═══ Trecho fornecido

SE ATÉ OS PERSONAGENS MITOLÓGICOS POSSUEM CARACTERÍSTICAS QUE OS HUMANIZEM, PODE-SE DIZER QUE O SERGE GAINSBOURG MOSTRADO EM GAINSBOURG: O HOMEM QUE AMAVA AS MULHERES ESTÁ LONGE DE SER UM MITO. Mostrado a todo o momento da mesma maneira como o vemos na primeira cena (fumando e seduzindo uma garota), o compositor/ cineasta/pai de família/gênio é reduzido à imagem de um sedutor incansável sem o menor tato para as relações humanas, à beira do egoísmo.

══════

◆ **Requisito 1**
Segundo a crítica sobre o filme Gainsbourg: O Homem que Amava as Mulheres, o que Serge Gainsbourg faz na primeira cena?
◆ **Requisito 2**
Retome a crítica sobre o filme Gainsbourg: O Homem que Amava as Mulheres logo após a última frase do trecho fornecido.

═══ Material fornecido

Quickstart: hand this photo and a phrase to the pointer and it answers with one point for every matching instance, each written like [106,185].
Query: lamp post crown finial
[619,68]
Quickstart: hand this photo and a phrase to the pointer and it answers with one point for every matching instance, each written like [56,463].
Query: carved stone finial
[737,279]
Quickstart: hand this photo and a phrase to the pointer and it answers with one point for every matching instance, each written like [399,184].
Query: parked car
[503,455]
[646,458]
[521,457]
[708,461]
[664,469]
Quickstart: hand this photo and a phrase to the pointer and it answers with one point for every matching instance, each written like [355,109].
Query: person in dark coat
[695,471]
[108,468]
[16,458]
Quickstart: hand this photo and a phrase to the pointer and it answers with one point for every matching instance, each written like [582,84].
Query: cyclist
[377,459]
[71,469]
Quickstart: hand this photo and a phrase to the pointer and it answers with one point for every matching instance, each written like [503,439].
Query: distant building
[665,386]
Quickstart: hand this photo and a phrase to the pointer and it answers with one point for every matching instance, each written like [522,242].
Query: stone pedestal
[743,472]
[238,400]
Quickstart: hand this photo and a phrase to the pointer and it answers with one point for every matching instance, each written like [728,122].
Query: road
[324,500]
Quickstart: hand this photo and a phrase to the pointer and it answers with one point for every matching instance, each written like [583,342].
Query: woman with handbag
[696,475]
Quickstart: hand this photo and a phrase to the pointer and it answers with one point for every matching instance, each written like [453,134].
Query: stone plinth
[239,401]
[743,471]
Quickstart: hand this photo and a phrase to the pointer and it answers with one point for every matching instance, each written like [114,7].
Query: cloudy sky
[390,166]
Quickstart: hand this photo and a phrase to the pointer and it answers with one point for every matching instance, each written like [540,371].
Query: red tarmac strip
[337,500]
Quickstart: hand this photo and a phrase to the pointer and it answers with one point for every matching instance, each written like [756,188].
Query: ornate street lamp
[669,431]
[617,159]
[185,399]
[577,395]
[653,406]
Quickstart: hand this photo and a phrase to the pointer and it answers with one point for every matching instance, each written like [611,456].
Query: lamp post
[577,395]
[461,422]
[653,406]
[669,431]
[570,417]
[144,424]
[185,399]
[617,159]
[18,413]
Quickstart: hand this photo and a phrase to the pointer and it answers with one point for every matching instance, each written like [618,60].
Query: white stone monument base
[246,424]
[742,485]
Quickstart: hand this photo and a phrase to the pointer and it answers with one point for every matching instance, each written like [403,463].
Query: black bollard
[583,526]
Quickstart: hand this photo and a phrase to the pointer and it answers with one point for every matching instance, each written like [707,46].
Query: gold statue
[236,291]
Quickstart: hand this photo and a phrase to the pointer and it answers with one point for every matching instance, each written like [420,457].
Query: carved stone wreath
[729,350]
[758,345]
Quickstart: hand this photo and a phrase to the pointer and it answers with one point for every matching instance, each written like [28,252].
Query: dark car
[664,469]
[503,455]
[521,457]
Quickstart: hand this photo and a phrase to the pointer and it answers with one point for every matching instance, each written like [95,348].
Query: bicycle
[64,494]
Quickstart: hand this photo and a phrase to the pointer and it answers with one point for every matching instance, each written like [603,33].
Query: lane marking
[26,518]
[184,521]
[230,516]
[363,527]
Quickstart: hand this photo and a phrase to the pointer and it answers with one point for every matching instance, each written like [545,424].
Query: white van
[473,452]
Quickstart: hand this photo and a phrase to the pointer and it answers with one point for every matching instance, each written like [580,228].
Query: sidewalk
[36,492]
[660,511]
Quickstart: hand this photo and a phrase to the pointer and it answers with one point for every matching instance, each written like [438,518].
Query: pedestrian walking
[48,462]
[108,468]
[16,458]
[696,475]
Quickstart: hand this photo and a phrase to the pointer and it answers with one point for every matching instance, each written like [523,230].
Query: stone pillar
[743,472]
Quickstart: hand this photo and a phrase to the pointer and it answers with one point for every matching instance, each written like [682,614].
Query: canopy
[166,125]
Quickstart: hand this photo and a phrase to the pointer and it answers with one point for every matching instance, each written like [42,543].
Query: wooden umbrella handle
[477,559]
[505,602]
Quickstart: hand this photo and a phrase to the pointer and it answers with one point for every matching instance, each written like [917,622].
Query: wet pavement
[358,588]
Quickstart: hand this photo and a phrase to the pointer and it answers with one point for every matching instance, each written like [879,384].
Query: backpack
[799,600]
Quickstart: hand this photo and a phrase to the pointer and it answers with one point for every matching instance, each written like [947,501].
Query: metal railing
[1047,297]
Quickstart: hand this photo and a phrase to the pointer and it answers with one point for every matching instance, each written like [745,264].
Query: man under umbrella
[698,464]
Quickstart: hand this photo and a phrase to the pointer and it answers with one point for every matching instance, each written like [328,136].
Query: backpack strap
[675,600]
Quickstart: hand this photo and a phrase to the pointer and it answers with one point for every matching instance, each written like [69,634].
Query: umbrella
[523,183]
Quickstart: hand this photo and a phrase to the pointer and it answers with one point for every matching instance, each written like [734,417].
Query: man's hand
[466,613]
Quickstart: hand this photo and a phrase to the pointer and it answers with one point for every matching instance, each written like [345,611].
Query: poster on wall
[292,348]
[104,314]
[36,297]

══════

◆ **Resposta esperada 1**
Ele fuma e seduz uma garota.

◆ **Resposta esperada 2**
E se pensarmos que a tal cena inicial, com o cigarro e a sedução escancarados nos mostra o cantor ainda criança, com seus oito anos, fica claro que existe uma necessidade do filme em afirmar uma imagem completamente bidimensional de Serge Gainsbourg, algo com o quê prefiro discordar. É este o maior erro do filme: ao deixar de mostrar outras facetas de seu protagonista acaba por fazer com que o espectador não enxergue ali nenhuma possibilidade de realidade, de verossimilhança. A frase que encerra o filme é quase que uma explicação para a abordagem adotada. Algo como “prefiro as mentiras de Gainsbourg que suas verdades”. Não há como saber da totalidade da verdade dos fatos quando se trata de uma cinebiografia. É sempre um ponto de vista. Mas o ponto de vista aqui adotado só serve para auto sabotar o filme e em nada contribui para que vejamos naquela figura qualquer indício que nos leve à uma identificação.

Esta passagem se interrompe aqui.